*PROVIDED TEXT*:
=== Begin Enclosure ===
Robert Wiene (director)
Eureka! (studio)
Cert U (certificate)
77min (length)
29 September 2014 (released)
06 October 2014
The cinema release of Cabinet Of Dr. Caligari has recently been reviewed on this site. Now the official Blu-ray/DVD version is now available, complete with a battery of Special Features!
The SPECIAL FEATURES include audio commentary by film historian David Kalat, a new video essay by film critic David Cairns, re-release trailer, a 56-page booklet, and the fascinating 52-minute documentary ‘Caligari: How Horror Came To The Cinema’. This documentary is particularly insightful as a result of how this genre of film came to be made – given the political climate at the time. These cinematic treasures could have only have been made in Germany and in a sense were all the better for it. Well, from an artistic point of view anyway!
Arguably one of the most influential horror films from the German Expressionist movement and the silent movie era per se, Das Cabinet des Dr. Caligari (1920) inspired countless other movies with its stark and creepy use of light and shadow. Now, this classic horror film can be seen in a definitive restoration in UK cinemas across the country.
In the frame story, we are introduced to a young man called Francis (Friedrich Fehér), who sits on a bench and is in conversation with an elderly man, revealing a story that happened to him not so long ago. We are then told in flashback how Francis and his best friend Alan (Hans Heinrich von Twardowski) are in love with the same girl, Jane (Lil Dagover). Vowing not to have a fall-out over their joint feelings, the two friends decide to pay a visit to a travelling carnival in the mountain village of Holstenwall, to take their minds of that slight problem. Little do they know what lies in store for them… really, they would have been far better off going to the local beer garden! At the fair, they soon encounter the seemingly sinister Dr. Caligari (Werner Krauss) and his sideshow attraction, the lithe somnambulist Cesare (Conrad Veidt), whom the Doctor keeps in a coffin-shaped cabinet (hence the film’s title) and controls via hypnosis. Caligari informs his audience that Cesare can predict their futures. Alan, trying to be clever, asks Cesare how long he’ll live, and receives the shattering reply that “he shall die at dawn.” Thus begins the first in a string of mysterious murders in the small-town, however, one potential victim – the aforementioned Jane – is spared her life and is kidnapped by Cesare instead. Chased by the locals, he dies from exhaustion and the young woman is freed. Distraught by the recent tragedies, Francis makes his way to the local lunatic asylum to find out whether a certain Caligari was one of the former patients, only to learn that Dr. Caligari is in fact the head of the asylum! But as the twist ending reveals, things are not what they appear to be…
Director Robert Wiene succeeds only too well in bringing out the sinister side of Dr. Caligari, performed to perfection by Werner Krauss. As for Cesare, Conrad Veidt’s facial expressions are always the right side of subtle and never overdone. The partnership of Krauss and Veidt works extremely well, in a macabre sort of way.
=== End Enclosure ===
*INFORMATION*:
=== Begin Enclosure ===
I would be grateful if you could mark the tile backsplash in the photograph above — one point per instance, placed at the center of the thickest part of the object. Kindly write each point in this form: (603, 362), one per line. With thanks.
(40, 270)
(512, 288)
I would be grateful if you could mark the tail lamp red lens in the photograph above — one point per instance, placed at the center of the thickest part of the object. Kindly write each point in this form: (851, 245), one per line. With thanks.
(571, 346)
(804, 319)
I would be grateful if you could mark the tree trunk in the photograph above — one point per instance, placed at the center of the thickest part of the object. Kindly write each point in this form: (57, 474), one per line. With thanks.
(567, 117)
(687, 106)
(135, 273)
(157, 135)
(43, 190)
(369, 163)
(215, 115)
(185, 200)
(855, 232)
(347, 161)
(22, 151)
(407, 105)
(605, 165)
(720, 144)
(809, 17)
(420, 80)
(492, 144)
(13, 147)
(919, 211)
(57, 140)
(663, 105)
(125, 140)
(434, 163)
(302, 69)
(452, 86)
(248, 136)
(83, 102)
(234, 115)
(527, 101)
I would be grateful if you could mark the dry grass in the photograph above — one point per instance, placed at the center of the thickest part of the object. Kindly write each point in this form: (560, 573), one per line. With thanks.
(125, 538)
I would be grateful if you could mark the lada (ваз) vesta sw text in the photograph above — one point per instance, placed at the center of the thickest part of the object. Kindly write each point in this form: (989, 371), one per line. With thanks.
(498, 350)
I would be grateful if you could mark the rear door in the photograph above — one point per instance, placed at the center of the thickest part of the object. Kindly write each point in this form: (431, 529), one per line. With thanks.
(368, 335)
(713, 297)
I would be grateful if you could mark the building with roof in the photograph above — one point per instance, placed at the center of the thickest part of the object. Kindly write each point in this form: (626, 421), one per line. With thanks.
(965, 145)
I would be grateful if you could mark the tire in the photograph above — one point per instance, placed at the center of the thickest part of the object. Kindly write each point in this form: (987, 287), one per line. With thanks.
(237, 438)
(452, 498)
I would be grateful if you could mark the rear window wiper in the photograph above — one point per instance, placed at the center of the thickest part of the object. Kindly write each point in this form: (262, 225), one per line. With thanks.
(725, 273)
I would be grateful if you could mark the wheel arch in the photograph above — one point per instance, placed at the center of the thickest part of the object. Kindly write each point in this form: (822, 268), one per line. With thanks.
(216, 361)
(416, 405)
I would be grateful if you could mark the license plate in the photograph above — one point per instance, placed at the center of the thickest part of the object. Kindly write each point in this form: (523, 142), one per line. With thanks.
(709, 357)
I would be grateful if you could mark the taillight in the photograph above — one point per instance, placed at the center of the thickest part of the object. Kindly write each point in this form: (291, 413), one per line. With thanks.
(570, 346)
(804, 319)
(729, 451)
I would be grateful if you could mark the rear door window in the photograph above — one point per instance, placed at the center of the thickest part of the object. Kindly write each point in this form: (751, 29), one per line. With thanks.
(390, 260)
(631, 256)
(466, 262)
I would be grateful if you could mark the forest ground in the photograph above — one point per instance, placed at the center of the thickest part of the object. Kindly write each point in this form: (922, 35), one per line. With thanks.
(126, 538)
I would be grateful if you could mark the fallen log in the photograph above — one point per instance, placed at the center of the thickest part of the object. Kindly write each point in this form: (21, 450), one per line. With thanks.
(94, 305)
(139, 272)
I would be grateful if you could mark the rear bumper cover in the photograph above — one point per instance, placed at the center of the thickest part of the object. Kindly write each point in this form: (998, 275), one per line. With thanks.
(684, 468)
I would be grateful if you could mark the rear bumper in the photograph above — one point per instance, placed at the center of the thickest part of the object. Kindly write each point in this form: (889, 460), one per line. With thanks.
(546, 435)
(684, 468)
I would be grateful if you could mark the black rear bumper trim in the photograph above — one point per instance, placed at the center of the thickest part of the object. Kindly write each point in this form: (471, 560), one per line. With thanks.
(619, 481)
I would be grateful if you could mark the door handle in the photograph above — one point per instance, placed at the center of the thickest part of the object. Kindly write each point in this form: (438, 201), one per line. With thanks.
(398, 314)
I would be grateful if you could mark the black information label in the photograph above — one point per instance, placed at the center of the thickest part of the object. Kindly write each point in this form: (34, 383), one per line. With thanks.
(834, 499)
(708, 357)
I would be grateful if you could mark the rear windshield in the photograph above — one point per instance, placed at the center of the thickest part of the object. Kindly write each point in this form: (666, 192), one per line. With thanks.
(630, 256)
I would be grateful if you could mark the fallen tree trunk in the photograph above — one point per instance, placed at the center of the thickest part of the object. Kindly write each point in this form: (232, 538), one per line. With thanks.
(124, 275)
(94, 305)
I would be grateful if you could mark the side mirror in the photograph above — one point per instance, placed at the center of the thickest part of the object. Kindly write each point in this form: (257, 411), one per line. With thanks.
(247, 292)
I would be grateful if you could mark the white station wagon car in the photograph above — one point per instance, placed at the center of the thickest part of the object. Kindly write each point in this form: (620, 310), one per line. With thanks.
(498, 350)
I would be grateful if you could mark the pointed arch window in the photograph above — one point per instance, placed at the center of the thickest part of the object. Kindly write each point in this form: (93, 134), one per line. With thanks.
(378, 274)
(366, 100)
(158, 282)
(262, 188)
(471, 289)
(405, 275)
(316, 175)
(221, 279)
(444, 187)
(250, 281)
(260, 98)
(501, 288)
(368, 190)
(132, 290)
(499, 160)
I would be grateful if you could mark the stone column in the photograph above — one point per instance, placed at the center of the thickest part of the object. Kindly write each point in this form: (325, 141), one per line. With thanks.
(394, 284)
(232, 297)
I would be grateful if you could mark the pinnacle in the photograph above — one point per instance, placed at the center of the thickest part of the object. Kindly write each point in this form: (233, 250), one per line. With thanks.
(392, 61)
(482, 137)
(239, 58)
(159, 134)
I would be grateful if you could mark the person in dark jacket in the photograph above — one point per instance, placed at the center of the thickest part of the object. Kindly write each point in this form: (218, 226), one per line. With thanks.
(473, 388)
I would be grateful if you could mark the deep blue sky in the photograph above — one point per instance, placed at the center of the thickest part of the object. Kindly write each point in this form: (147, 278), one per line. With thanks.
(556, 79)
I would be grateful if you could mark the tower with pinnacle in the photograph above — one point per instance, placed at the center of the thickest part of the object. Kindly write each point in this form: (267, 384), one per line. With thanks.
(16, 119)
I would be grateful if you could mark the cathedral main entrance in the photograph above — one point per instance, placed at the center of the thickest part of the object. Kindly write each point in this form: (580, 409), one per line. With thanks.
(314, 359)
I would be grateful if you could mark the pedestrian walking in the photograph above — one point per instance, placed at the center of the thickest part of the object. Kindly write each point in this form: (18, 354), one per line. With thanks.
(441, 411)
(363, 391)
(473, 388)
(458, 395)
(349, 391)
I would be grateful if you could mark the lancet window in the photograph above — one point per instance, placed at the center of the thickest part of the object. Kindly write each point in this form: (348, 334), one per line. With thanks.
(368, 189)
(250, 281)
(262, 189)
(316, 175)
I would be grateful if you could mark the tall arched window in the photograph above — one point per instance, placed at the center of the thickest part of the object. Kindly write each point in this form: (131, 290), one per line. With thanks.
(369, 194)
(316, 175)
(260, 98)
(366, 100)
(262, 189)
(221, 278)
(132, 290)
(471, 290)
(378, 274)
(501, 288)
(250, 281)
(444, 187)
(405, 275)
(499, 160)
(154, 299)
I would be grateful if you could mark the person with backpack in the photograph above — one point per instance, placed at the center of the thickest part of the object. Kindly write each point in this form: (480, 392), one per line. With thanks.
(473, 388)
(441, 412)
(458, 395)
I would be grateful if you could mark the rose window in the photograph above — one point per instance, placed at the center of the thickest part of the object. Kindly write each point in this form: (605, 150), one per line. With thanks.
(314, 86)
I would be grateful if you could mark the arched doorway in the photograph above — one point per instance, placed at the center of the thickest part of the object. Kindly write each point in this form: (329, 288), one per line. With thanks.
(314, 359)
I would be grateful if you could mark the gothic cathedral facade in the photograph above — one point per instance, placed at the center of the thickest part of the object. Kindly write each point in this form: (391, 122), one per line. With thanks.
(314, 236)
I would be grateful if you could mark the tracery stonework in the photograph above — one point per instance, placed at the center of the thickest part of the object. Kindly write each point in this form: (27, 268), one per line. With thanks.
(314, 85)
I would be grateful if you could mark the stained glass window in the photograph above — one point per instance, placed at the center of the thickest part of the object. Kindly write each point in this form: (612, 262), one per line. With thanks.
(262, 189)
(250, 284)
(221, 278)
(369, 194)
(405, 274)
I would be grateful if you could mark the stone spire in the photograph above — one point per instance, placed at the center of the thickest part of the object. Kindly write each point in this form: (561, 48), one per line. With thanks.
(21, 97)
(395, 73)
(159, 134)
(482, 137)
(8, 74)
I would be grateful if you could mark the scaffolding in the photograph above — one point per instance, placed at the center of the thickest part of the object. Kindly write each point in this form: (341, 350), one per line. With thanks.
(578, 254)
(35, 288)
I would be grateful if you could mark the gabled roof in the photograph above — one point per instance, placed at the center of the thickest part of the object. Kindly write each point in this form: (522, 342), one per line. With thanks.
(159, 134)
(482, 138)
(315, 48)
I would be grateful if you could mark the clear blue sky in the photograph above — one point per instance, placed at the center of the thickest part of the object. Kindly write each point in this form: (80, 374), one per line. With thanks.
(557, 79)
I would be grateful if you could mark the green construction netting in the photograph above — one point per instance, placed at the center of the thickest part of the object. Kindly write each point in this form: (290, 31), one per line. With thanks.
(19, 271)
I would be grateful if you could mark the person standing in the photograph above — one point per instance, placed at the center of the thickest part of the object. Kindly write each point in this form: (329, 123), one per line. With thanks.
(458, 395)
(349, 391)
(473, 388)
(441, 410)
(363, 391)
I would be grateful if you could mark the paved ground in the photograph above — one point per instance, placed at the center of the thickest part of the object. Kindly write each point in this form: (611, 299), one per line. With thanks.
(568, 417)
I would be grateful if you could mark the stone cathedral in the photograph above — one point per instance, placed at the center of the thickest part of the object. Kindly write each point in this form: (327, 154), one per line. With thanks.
=== End Enclosure ===
*TASKS TO COMPLETE*:
1. Please answer these questions using the Caligari review:
(a) How long is the documentary "Caligari: How Horror Came To The Cinema"?
(b) In which mountain village is the travelling carnival held?
(c) Which actor plays Dr. Caligari?
2. Continue the Caligari review from its last sentence.
The data has nothing to do with the Caligari review.

*RESULTS OF THE TASKS*:
1.
(a) 52 minutes
(b) Holstenwall
(c) Werner Krauss

2.
Even if you haven’t seen this film before, chances are that you will be well acquainted with various still pictures from it; most notably the painted and jagged-shaped sets. The ground-breaking sets were designed and painted by Hermann Warm, Walter Reimann and Walter Röhrig respectively. In fact, one of the most memorable images, namely that of Cesare carrying the kidnapped Jane over the distorted rooftops, has been re-created for a scene in the 2002 vampire flick Queen Of The Damned, in which rock singer Lestat (Stuart Townsend) is seen as the Cesare character in a music video.